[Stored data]
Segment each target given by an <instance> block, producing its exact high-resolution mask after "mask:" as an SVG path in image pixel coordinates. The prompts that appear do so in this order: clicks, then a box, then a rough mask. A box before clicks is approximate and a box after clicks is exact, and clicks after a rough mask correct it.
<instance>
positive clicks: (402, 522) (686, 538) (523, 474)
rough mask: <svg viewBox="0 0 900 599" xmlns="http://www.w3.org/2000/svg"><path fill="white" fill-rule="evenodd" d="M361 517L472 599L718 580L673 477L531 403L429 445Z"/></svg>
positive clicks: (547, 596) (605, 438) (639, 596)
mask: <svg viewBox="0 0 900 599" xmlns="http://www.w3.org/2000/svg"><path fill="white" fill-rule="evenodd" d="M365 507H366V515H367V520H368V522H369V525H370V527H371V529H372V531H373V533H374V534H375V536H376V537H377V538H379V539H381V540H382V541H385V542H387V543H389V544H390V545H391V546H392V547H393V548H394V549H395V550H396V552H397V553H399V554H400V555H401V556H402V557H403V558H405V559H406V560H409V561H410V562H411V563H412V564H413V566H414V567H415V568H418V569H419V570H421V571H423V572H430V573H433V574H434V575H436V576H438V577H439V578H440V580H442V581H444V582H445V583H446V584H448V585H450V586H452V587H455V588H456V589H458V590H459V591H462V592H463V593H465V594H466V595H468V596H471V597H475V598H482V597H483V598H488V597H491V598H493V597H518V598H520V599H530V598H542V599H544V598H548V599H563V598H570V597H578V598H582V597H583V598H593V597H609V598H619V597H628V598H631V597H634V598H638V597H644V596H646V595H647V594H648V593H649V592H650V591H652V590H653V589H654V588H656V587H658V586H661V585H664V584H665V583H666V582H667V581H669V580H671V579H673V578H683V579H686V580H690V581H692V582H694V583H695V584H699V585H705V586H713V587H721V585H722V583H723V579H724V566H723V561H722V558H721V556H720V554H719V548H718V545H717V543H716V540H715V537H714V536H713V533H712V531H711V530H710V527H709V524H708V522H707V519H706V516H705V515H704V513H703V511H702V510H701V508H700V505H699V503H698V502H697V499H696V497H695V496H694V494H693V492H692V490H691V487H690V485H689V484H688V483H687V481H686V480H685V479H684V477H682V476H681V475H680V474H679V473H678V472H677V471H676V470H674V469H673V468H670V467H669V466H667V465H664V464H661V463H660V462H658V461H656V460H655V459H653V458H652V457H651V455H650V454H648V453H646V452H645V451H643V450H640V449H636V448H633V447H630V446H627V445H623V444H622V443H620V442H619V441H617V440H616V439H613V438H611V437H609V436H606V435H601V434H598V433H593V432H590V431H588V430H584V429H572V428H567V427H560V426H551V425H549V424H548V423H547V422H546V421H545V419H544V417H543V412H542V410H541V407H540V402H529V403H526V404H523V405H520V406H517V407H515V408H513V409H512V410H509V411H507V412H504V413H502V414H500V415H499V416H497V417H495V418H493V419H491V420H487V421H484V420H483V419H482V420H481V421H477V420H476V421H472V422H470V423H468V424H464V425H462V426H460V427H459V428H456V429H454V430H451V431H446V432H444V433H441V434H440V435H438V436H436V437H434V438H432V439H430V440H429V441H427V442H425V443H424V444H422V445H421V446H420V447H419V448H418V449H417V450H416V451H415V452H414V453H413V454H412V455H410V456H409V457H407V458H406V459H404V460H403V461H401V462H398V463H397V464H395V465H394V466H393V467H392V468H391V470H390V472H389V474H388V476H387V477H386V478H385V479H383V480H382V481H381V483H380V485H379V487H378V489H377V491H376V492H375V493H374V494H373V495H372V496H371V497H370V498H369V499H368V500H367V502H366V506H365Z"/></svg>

→ Description of the task:
Extract the lines above, from the first one through the one containing "rough mask: <svg", and return only those, unchanged.

→ Answer:
Segment each target given by an <instance> block, producing its exact high-resolution mask after "mask:" as an SVG path in image pixel coordinates. The prompts that appear do so in this order: clicks, then a box, then a rough mask. A box before clicks is approximate and a box after clicks is exact, and clicks after a rough mask correct it.
<instance>
positive clicks: (402, 522) (686, 538) (523, 474)
rough mask: <svg viewBox="0 0 900 599" xmlns="http://www.w3.org/2000/svg"><path fill="white" fill-rule="evenodd" d="M361 517L472 599L718 580L673 477L531 403L429 445Z"/></svg>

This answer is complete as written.